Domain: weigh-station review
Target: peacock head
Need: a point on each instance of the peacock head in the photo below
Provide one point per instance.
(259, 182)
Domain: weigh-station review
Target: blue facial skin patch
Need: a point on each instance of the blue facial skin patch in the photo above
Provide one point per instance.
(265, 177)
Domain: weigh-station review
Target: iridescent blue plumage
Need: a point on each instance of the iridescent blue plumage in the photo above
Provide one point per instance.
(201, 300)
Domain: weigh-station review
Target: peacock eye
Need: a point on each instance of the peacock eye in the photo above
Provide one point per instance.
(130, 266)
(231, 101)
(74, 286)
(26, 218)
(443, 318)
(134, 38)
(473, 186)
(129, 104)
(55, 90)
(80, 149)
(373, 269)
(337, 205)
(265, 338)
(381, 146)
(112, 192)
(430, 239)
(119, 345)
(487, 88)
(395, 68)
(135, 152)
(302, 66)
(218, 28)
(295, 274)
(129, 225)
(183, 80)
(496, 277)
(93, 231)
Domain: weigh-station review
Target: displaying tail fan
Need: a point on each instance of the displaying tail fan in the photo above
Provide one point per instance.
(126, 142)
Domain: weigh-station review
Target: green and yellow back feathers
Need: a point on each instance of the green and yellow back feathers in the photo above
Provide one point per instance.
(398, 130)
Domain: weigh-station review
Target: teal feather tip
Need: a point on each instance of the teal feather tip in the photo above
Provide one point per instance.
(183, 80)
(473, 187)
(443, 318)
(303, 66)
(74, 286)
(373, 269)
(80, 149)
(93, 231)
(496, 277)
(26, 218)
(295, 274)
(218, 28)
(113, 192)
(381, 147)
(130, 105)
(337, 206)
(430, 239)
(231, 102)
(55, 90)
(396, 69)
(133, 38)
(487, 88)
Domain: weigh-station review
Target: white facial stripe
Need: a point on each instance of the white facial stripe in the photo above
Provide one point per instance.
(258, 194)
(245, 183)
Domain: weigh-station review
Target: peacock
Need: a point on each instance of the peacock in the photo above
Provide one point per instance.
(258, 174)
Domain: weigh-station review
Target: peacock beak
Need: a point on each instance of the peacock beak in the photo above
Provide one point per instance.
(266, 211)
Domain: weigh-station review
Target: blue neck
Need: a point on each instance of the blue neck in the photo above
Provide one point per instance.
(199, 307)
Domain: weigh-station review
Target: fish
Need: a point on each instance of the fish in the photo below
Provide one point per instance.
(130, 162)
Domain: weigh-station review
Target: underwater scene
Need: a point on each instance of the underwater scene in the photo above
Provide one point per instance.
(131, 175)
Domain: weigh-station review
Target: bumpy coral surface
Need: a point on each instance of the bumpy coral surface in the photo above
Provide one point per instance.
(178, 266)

- - -

(Written instruction) Exactly as written, please output every entry.

(Solution to the exercise)
Domain: weigh-station review
Target: peacock head
Need: a point on each instance of the peacock head in the photo below
Provide one point per instance.
(259, 182)
Domain: weigh-station review
Target: blue facial skin patch
Need: a point on each instance of the blue facial skin patch in the photo above
Provide one point per instance.
(265, 177)
Domain: weigh-station review
Target: iridescent blue plumage
Need: a point on each instance of the iridescent blue plumage in the photo above
Provide one point per instance.
(201, 300)
Domain: weigh-station review
Target: peacock eye
Need: a point on each instance of the peacock eye in the photo above
Provide one point per instance.
(130, 266)
(231, 101)
(74, 286)
(26, 218)
(443, 318)
(134, 38)
(473, 186)
(129, 104)
(55, 90)
(80, 149)
(373, 269)
(337, 205)
(265, 338)
(381, 146)
(112, 192)
(430, 239)
(119, 345)
(487, 88)
(395, 68)
(135, 152)
(302, 66)
(218, 28)
(295, 274)
(129, 225)
(183, 80)
(496, 277)
(93, 231)
Domain: weigh-station review
Target: displaying tail fan
Need: a point on each instance of the displaying tail fan in the photo above
Provide one point per instance.
(126, 142)
Domain: weigh-station review
Target: green and yellow back feathers
Need: a point on each instance of the green and yellow back feathers in the photo above
Provide one point per instance.
(398, 130)
Domain: weigh-station review
Target: teal feather tip
Need: a point on each instance of the teal feather tip in the photo above
Provide one point per instance.
(183, 80)
(473, 187)
(443, 318)
(303, 66)
(74, 286)
(373, 269)
(80, 149)
(93, 231)
(496, 277)
(26, 218)
(295, 274)
(218, 28)
(113, 192)
(381, 147)
(130, 105)
(337, 206)
(430, 239)
(231, 102)
(55, 90)
(396, 69)
(133, 38)
(487, 88)
Domain: weigh-station review
Target: white facial stripe
Need: a point on each instance of the white facial stripe in the photo above
Provide one point per instance.
(258, 194)
(245, 183)
Domain: weigh-station review
Target: peacock
Need: a point on each instance of the peacock in the photo above
Provide one point per instance.
(258, 174)
Domain: weigh-station review
Target: peacock beak
Need: a point on each instance of the peacock beak in the photo above
Provide one point per instance.
(266, 211)
Domain: weigh-station review
Target: blue neck
Need: a point on each instance of the blue neck in the photo above
Provide one point per instance.
(199, 307)
Domain: weigh-station review
Target: fish
Need: a point on each instance of the fish in the photo below
Provide one point per instance.
(130, 162)
Domain: weigh-station review
Target: underwater scene
Need: a point on each instance of the underwater scene in the photo above
Provide one point per instance.
(131, 175)
Domain: weigh-station review
Target: bumpy coral surface
Need: a point on each instance of the bumpy coral surface in the photo above
Provide one point per instance.
(178, 266)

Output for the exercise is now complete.